ABOUT THIS EXERCISE: Output all of the records exactly, word for word.

[Stored records]

==============================

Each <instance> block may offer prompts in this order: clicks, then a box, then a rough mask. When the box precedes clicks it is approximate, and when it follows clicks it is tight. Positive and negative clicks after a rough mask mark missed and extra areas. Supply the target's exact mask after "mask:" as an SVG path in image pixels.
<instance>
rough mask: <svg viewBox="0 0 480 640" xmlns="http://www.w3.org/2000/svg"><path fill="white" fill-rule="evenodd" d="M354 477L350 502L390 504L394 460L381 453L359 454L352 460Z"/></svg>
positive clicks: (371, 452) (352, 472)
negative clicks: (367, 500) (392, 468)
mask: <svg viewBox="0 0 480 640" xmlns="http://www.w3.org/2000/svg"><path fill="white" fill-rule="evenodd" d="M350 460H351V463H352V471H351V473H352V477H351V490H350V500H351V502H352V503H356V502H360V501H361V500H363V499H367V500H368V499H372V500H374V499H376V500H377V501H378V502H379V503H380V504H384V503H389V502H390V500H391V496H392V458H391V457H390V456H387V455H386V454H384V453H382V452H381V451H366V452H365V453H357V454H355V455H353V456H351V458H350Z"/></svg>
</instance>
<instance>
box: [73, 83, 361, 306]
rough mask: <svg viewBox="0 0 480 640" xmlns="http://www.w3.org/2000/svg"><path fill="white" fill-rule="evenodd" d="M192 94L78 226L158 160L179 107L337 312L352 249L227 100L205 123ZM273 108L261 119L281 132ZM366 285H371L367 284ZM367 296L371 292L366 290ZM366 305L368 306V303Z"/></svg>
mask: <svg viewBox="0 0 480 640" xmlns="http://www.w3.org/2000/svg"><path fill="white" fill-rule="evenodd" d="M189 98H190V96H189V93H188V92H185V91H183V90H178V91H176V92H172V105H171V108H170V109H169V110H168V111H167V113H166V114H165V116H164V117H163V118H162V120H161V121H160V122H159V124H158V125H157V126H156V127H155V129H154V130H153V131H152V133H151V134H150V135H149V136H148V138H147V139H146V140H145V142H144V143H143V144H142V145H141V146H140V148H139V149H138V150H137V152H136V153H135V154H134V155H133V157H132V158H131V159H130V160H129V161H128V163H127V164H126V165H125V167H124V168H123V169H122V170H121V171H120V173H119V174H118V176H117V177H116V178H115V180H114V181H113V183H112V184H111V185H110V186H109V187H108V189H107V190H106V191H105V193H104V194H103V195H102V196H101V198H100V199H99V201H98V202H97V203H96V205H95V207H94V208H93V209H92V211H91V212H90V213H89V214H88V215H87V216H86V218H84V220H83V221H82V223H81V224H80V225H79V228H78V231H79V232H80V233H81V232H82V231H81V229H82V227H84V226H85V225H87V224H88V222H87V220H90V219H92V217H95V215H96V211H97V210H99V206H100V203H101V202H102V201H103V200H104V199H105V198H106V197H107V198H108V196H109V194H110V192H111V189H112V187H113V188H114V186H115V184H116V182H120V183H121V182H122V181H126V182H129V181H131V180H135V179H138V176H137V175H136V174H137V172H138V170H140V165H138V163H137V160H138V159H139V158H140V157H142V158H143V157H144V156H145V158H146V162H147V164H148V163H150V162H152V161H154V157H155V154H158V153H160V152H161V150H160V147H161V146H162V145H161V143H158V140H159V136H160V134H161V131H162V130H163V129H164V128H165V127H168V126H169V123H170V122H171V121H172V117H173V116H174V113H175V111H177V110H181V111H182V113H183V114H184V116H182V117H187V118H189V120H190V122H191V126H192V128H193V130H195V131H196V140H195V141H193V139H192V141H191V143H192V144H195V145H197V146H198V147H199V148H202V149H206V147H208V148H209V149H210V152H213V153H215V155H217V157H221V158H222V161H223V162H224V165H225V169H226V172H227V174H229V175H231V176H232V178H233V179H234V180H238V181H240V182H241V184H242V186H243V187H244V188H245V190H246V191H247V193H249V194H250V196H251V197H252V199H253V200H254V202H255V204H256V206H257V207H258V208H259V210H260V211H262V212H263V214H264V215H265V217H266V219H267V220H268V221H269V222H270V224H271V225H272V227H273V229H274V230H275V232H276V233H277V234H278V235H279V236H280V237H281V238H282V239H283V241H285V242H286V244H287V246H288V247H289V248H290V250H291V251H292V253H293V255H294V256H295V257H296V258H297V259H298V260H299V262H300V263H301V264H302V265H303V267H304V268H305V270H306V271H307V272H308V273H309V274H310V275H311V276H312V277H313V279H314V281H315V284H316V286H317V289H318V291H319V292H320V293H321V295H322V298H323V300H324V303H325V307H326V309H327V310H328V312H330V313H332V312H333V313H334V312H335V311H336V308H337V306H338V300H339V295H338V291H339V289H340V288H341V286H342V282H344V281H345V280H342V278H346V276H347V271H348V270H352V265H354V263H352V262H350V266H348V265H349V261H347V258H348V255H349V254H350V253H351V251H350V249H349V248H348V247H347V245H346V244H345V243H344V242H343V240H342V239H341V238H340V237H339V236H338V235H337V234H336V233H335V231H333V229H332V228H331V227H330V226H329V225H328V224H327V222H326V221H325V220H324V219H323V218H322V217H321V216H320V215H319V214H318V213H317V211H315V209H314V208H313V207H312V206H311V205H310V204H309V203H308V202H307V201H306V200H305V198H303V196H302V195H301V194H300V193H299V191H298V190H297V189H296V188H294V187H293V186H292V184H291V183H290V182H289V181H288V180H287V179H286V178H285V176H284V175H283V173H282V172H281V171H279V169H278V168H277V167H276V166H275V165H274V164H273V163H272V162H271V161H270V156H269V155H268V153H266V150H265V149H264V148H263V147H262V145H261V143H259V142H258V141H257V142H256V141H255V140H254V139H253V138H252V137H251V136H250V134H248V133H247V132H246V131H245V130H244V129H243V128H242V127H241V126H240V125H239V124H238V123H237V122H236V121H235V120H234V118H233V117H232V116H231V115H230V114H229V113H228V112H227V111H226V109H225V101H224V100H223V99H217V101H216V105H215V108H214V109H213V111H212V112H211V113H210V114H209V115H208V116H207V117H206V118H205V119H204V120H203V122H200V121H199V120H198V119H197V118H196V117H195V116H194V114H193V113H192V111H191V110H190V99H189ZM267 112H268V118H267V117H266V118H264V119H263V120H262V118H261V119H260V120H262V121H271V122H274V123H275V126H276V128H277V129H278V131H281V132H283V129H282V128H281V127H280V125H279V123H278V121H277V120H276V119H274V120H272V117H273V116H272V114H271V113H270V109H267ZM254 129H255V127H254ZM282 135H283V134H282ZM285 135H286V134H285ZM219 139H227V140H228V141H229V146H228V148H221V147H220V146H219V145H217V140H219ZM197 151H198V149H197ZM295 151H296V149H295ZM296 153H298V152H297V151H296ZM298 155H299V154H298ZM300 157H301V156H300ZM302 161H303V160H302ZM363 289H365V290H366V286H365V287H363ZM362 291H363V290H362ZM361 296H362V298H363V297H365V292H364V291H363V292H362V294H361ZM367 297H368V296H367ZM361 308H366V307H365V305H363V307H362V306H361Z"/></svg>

==============================

SOLUTION FOR THIS EXERCISE:
Each <instance> block may offer prompts in this order: clicks, then a box, then a rough mask. When the box precedes clicks it is approximate, and when it follows clicks it is tight. Positive and negative clicks after a rough mask mark missed and extra areas. Supply the target's exact mask after "mask:" as an SVG path in image pixels.
<instance>
rough mask: <svg viewBox="0 0 480 640" xmlns="http://www.w3.org/2000/svg"><path fill="white" fill-rule="evenodd" d="M354 477L350 502L390 504L394 460L381 453L359 454L352 460Z"/></svg>
positive clicks: (371, 452) (352, 472)
negative clicks: (367, 500) (392, 468)
mask: <svg viewBox="0 0 480 640" xmlns="http://www.w3.org/2000/svg"><path fill="white" fill-rule="evenodd" d="M350 460H351V463H352V471H351V473H352V477H351V490H350V500H351V502H352V503H356V502H360V501H361V500H363V499H367V500H368V499H372V500H374V499H376V500H377V501H378V502H379V503H380V504H384V503H389V502H390V500H391V496H392V458H391V457H390V456H387V455H386V454H384V453H382V452H381V451H366V452H365V453H357V454H355V455H353V456H351V458H350Z"/></svg>
</instance>
<instance>
box: [73, 83, 361, 306]
rough mask: <svg viewBox="0 0 480 640" xmlns="http://www.w3.org/2000/svg"><path fill="white" fill-rule="evenodd" d="M192 94L78 226L158 160L179 107L337 312L352 249L227 100L205 123ZM273 108L261 119L281 132ZM366 285H371L367 284ZM367 296L371 292L366 290ZM366 305L368 306V303Z"/></svg>
mask: <svg viewBox="0 0 480 640" xmlns="http://www.w3.org/2000/svg"><path fill="white" fill-rule="evenodd" d="M189 98H190V96H189V93H188V92H185V91H183V90H178V91H176V92H172V105H171V108H170V109H169V110H168V111H167V113H166V114H165V116H164V117H163V118H162V120H161V121H160V122H159V124H158V125H157V126H156V127H155V129H154V130H153V131H152V133H151V134H150V135H149V136H148V138H147V139H146V140H145V142H144V143H143V144H142V145H141V146H140V148H139V149H138V150H137V152H136V153H135V154H134V155H133V157H132V158H131V159H130V160H129V161H128V163H127V164H126V165H125V167H124V168H123V169H122V170H121V171H120V173H119V174H118V176H117V177H116V178H115V180H114V181H113V183H112V184H111V185H110V186H109V187H108V189H107V190H106V191H105V193H104V194H103V195H102V196H101V198H100V199H99V201H98V202H97V203H96V205H95V207H94V208H93V209H92V211H91V212H90V213H89V214H88V215H87V216H86V218H84V220H83V221H82V223H81V224H80V225H79V228H78V231H79V232H80V233H81V232H82V231H81V229H82V227H84V226H85V225H87V224H88V222H87V220H90V219H92V217H95V215H96V211H97V210H99V206H100V203H101V202H102V201H103V200H104V199H105V198H106V197H107V198H108V196H109V194H110V192H111V189H112V187H113V188H114V186H115V184H116V182H120V183H121V182H122V181H126V182H129V181H131V180H135V179H138V176H137V175H136V174H137V172H138V170H140V165H138V163H137V160H138V159H139V158H140V157H142V158H143V157H144V156H145V158H146V162H147V164H148V163H150V162H152V161H154V157H155V154H158V153H160V152H161V150H160V147H161V146H162V145H161V143H158V140H159V136H160V134H161V131H162V130H163V129H164V128H165V127H168V126H169V123H170V122H171V121H172V117H173V116H174V113H175V111H177V110H181V111H182V113H183V114H184V116H182V117H187V118H189V120H190V122H191V126H192V128H193V130H195V131H196V140H195V141H193V139H192V141H191V143H192V144H195V145H197V146H198V147H199V148H202V149H206V147H208V148H209V149H210V152H213V153H215V155H217V157H221V158H222V161H223V162H224V165H225V169H226V172H227V174H229V175H231V176H232V178H233V179H234V180H238V181H240V182H241V184H242V186H243V187H244V188H245V190H246V191H247V193H249V194H250V196H251V197H252V199H253V200H254V202H255V204H256V206H257V207H258V208H259V210H260V211H262V212H263V214H264V215H265V217H266V219H267V220H268V221H269V222H270V224H271V225H272V227H273V229H274V230H275V232H276V233H277V234H278V235H279V236H280V237H281V238H282V239H283V241H285V242H286V244H287V246H288V247H289V248H290V250H291V251H292V253H293V255H294V256H295V257H296V258H297V259H298V260H299V262H300V263H301V264H302V265H303V267H304V268H305V270H306V271H307V272H308V273H309V274H310V275H311V276H312V277H313V279H314V281H315V284H316V286H317V289H318V291H319V292H320V293H321V295H322V298H323V300H324V303H325V307H326V309H327V310H328V312H330V313H332V312H333V313H334V312H335V311H336V308H337V306H338V300H339V295H338V291H339V289H340V288H341V286H342V282H344V281H345V280H342V278H346V276H347V271H348V270H352V265H354V263H352V262H350V266H348V265H349V261H347V258H348V255H349V254H350V253H351V251H350V249H349V248H348V247H347V245H346V244H345V243H344V242H343V240H342V239H341V238H340V237H339V236H338V235H337V234H336V233H335V231H333V229H332V228H331V227H330V226H329V225H328V224H327V222H326V221H325V220H324V219H323V218H322V217H321V216H320V215H319V214H318V213H317V211H315V209H314V208H313V207H312V206H311V205H310V204H309V203H308V202H307V201H306V200H305V198H303V196H302V195H301V194H300V193H299V191H298V190H297V189H296V188H294V187H293V186H292V184H291V183H290V182H289V181H288V180H287V179H286V178H285V176H284V175H283V173H282V172H281V171H279V169H278V168H277V167H276V166H275V165H274V164H273V163H272V162H271V161H270V156H269V155H268V153H266V150H265V149H264V148H263V147H262V145H261V143H259V142H258V141H257V142H256V141H255V140H254V139H253V138H252V137H251V136H250V134H248V133H247V132H246V131H245V130H244V129H243V128H242V127H241V126H240V125H239V124H238V123H237V122H236V121H235V120H234V118H233V117H232V116H231V115H230V114H229V113H228V112H227V111H226V109H225V101H224V100H223V99H217V101H216V105H215V108H214V109H213V111H212V112H211V113H210V114H209V115H208V116H207V117H206V118H205V119H204V120H203V122H200V121H199V120H198V119H197V118H196V117H195V116H194V114H193V113H192V111H191V110H190V99H189ZM267 112H268V118H267V117H266V118H264V119H263V120H262V118H261V119H260V120H262V121H271V122H274V123H275V126H276V128H277V129H278V131H281V132H283V129H282V128H281V127H280V125H279V123H278V121H277V120H276V119H274V120H272V117H273V116H272V114H271V113H270V109H267ZM254 129H255V127H254ZM282 135H283V134H282ZM285 135H286V134H285ZM219 139H227V140H228V141H229V146H228V148H221V147H220V146H219V145H217V140H219ZM197 151H198V149H197ZM295 151H296V149H295ZM296 153H298V152H297V151H296ZM298 155H299V154H298ZM300 157H301V156H300ZM302 161H303V160H302ZM363 289H365V290H366V286H365V287H363ZM362 291H363V290H362ZM361 296H362V298H363V297H365V292H364V291H363V292H362V294H361ZM367 297H368V296H367ZM361 308H366V307H365V305H363V307H362V306H361Z"/></svg>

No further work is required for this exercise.